- [Document]
--- Start ---

Nobody is Perfect
I hated her in the worst way. She was my fourth grade science teacher.
She got on to this one boy about picking his nose, and I am sure he is still not over it to this day! It was traumatic, y’all. I swear it was.
But that wasn’t the reason I hated her.
No. It went far deeper than that boy’s finger.
She would not give one hundreds. No matter how good your paper was, you got a ninety-nine. A big, red ninety-nine in a big red circle.
To a shy fourth grader, this was nonsense. Utter madness.
No matter how hard you studied, you could not break the magical ceiling of ninety-nine.
She was old. I’m sure she taught for fifty years.
You could beg, you could plead, you could flick a booger on her, but the reply was always the same, ‘Nobody is perfect. There are no perfect papers. If I had time to look, I’m sure I could find something wrong. An ‘I’ not dotted. A ‘T’ not crossed. Nobody is perfect. Only Jesus.”
Now how do you argue with that? She played the Jesus card. As our teacher she already held a hand full of aces, but she had to go and say that.
As a fourth grader in the Bible Belt of America, that argument could stop a girl cold, y’all! I ain’t even playing!
Oh, it was a good lesson…the whole concept that nobody is perfect.
But it was a lesson I was not ready to learn in fourth grade science class.
It would be a few years later before I would be ready for that one…or, well maybe a few decades later!!
And it would be that damned one hundred again. Only this time the one hundred in question was how much I needed to lose, and Mrs. Hudson had no control over it. I held all the cards, even the Jesus one!
It was a daunting number to face.

--- End ---

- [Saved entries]
--- Start ---

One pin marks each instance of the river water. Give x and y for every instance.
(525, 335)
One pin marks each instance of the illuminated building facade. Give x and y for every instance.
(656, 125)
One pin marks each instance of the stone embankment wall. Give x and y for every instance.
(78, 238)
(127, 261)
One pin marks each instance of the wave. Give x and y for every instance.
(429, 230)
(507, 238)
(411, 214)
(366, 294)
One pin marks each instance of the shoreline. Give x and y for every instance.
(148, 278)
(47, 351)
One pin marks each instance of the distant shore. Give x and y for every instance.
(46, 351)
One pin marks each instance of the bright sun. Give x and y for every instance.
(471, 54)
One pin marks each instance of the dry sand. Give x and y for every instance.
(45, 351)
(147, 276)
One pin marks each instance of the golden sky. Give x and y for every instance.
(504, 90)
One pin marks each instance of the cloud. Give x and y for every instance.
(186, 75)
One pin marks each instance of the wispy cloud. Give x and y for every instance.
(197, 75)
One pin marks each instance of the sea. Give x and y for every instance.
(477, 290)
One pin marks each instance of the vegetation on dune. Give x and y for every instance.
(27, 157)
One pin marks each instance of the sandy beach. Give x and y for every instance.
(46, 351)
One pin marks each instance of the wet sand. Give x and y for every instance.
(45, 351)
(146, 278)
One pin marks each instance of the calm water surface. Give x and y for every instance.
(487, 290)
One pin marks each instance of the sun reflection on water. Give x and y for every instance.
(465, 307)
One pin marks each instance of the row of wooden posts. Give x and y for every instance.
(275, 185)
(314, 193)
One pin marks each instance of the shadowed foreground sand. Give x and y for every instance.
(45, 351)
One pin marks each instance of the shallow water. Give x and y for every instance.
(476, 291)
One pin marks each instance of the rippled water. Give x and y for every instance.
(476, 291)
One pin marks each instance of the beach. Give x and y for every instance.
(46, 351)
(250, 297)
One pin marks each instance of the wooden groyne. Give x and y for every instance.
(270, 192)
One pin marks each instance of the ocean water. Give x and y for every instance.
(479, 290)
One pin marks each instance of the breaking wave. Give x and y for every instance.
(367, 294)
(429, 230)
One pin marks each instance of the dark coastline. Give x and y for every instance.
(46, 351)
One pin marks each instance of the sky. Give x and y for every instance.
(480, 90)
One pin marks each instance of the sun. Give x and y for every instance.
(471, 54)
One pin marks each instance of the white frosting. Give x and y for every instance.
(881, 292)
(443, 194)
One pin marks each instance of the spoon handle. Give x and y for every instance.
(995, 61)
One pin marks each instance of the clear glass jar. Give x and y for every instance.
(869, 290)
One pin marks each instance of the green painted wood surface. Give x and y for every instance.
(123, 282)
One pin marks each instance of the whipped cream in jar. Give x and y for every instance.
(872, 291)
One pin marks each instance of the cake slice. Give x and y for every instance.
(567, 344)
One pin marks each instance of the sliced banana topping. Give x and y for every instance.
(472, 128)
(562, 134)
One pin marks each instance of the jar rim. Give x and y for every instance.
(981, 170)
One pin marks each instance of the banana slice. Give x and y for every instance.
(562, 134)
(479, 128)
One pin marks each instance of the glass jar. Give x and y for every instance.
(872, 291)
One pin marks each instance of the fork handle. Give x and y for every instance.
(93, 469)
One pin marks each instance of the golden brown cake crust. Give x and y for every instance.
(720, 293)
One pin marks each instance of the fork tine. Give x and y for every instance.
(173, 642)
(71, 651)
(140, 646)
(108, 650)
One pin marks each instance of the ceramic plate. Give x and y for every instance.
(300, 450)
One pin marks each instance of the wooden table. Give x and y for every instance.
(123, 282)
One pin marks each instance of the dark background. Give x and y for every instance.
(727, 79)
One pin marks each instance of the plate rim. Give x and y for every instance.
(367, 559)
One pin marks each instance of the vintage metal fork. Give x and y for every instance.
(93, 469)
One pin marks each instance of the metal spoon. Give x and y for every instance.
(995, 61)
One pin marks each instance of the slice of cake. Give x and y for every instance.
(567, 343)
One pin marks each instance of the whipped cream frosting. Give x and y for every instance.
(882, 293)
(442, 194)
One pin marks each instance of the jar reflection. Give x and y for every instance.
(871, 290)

--- End ---

- [What this exercise asks]
1. In the essay titled "Nobody is Perfect," what score did the science teacher give even the best papers?
2. Transcribe the "Nobody is Perfect" essay from "She was old." up to and including "ain’t even playing!".

- [The responses]
1. She gave them a ninety-nine, written in red inside a big red circle.

2.
She was old. I’m sure she taught for fifty years.
You could beg, you could plead, you could flick a booger on her, but the reply was always the same, ‘Nobody is perfect. There are no perfect papers. If I had time to look, I’m sure I could find something wrong. An ‘I’ not dotted. A ‘T’ not crossed. Nobody is perfect. Only Jesus.”
Now how do you argue with that? She played the Jesus card. As our teacher she already held a hand full of aces, but she had to go and say that.
As a fourth grader in the Bible Belt of America, that argument could stop a girl cold, y’all! I ain’t even playing!